The task requires restating, word for word, the lines of the entries below from the one containing "of the engraved" through the final one, both included.
======== DATA UNDER STUDY
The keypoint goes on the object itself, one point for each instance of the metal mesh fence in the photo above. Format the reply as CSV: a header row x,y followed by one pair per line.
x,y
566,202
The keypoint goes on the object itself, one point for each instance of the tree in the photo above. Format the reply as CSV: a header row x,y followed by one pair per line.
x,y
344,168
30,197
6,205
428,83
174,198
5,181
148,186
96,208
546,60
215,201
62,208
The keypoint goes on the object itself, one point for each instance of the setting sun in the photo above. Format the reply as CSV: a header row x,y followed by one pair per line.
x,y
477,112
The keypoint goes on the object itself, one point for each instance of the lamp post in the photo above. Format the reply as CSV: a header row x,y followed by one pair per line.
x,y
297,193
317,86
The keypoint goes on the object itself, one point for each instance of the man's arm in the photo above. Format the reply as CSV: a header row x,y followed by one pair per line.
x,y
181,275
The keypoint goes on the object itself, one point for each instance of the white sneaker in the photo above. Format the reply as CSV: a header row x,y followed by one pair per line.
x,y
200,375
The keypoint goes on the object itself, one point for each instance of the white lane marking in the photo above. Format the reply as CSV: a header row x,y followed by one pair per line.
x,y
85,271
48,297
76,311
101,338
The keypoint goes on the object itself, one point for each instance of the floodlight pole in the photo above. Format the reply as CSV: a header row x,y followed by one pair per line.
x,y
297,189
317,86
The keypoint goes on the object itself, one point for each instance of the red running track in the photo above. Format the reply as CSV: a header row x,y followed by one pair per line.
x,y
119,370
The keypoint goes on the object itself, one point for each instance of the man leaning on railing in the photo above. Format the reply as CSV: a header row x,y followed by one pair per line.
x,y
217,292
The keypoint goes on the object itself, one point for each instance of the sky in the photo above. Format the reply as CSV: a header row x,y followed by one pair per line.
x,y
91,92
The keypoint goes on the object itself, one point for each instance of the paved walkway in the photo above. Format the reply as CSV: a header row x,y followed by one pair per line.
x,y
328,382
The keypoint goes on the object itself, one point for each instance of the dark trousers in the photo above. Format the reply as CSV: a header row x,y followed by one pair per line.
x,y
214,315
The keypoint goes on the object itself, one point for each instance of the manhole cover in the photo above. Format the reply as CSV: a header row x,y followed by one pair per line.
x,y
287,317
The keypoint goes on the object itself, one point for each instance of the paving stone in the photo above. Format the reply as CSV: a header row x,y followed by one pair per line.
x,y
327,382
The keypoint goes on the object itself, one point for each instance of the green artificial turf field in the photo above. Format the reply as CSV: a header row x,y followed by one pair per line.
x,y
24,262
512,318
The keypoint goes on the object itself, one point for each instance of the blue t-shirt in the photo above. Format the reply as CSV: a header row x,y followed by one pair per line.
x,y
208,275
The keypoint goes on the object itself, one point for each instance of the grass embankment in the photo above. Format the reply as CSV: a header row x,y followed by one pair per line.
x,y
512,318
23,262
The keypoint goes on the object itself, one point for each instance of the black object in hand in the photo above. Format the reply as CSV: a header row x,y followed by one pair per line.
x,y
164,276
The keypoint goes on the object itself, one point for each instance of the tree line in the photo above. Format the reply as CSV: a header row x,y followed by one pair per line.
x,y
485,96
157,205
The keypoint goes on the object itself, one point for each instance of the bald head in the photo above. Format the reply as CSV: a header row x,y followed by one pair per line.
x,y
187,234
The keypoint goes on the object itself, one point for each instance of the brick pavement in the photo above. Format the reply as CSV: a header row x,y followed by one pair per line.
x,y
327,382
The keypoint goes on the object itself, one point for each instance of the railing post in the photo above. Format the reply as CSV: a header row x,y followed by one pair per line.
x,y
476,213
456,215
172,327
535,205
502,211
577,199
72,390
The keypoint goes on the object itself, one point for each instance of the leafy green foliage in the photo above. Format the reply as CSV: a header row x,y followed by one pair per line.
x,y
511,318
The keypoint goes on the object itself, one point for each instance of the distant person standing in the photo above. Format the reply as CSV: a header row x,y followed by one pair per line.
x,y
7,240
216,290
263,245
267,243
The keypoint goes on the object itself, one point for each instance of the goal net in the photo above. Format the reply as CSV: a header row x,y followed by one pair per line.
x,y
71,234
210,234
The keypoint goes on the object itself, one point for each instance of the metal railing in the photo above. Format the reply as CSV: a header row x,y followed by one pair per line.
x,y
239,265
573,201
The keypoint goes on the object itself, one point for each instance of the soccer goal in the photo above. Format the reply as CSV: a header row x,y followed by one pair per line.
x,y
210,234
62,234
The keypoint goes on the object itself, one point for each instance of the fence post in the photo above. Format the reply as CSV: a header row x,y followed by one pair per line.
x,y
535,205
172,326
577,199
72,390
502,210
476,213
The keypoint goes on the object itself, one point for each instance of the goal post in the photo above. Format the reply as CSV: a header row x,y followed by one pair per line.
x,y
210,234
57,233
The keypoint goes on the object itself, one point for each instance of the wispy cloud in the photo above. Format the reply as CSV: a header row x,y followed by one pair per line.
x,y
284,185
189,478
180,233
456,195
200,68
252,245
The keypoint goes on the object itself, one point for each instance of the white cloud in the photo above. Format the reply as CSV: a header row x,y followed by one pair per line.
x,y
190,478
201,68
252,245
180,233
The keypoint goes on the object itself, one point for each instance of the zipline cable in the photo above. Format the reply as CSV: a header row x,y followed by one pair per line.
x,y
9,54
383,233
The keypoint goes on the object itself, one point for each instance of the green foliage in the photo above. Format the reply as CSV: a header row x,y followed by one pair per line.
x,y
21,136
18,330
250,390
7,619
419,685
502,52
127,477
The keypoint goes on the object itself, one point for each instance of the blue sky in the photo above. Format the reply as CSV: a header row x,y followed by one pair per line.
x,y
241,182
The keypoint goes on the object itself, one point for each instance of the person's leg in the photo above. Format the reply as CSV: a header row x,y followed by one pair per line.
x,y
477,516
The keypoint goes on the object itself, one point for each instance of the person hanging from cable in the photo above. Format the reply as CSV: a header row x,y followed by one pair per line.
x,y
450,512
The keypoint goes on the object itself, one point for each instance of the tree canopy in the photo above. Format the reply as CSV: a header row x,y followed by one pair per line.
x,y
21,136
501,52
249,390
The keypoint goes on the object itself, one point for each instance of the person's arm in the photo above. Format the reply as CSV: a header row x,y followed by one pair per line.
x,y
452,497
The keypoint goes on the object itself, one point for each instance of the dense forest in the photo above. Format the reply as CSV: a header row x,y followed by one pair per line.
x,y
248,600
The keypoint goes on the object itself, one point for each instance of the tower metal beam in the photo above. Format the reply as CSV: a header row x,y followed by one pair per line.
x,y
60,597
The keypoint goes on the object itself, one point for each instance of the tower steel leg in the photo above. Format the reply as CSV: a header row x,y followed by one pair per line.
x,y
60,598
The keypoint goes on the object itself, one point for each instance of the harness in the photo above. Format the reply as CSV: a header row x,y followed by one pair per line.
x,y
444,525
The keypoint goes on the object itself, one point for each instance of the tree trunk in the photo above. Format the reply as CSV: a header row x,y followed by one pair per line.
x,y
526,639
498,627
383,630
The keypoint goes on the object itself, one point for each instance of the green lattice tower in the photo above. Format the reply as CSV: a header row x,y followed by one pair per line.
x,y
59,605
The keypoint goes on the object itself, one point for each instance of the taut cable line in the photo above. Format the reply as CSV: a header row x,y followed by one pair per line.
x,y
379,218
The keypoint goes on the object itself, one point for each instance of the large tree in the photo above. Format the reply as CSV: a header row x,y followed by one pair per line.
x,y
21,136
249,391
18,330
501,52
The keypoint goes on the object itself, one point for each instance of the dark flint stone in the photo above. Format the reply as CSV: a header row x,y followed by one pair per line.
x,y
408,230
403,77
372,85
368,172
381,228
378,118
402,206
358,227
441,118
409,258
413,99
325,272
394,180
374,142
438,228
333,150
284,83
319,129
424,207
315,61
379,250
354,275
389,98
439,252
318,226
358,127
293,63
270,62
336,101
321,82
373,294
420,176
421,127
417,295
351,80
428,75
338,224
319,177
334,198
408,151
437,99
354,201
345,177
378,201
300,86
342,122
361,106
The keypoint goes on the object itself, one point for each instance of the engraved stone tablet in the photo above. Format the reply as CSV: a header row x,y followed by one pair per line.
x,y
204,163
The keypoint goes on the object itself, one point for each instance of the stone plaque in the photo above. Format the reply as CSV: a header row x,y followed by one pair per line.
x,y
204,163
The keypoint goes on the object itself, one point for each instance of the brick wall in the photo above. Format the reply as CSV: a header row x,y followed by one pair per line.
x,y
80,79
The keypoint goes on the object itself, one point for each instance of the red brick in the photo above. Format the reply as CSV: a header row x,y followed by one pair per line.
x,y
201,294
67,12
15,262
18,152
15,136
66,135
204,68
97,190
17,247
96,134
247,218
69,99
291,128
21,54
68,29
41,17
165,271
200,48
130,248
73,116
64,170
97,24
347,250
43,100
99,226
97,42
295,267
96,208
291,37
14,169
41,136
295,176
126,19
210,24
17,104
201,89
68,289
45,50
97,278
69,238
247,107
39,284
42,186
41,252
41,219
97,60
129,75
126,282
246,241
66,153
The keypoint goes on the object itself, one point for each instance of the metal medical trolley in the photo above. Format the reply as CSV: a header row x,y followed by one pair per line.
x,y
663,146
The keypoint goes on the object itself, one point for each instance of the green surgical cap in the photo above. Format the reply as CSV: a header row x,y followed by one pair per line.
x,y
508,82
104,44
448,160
================
> **RESULT FOR THIS TASK**:
The keypoint goes on the object itself, one point for each instance of the engraved stone tablet in the photo above. Format the reply as CSV: a header row x,y followed by one pair per line.
x,y
204,163
The keypoint goes on the object itself, one point for each instance of the stone plaque in the photo above. Format the reply as CSV: a header row x,y followed by one pair per line.
x,y
204,163
The keypoint goes on the object itself, one point for each instance of the brick wall in the photo above. Format the reply as CSV: a header row x,y followed by one pair per line.
x,y
80,79
The keypoint goes on the object itself, one point for each instance of the red brick in the photo above. Format the reply as CSV: a header row x,y followed by one pair per line.
x,y
201,294
67,12
15,262
18,152
15,136
66,135
204,68
97,190
17,247
96,134
247,218
69,99
291,128
21,54
68,29
41,17
165,271
200,48
130,248
73,116
64,170
97,24
347,250
43,100
99,226
97,42
295,267
96,208
291,37
14,169
41,136
295,176
126,19
210,24
17,104
201,89
68,289
45,50
97,278
69,238
247,107
39,284
42,186
41,252
41,219
97,60
129,75
126,282
246,241
66,153
The keypoint goes on the object itself, one point for each instance of the metal medical trolley in the photo above. Format the reply as CSV: a header row x,y followed by one pair per line.
x,y
663,146
The keypoint goes on the object itself, one point for each instance of the green surgical cap in the photo above. Format the reply as CSV: a header row x,y followed by one pair per line.
x,y
508,82
104,44
448,160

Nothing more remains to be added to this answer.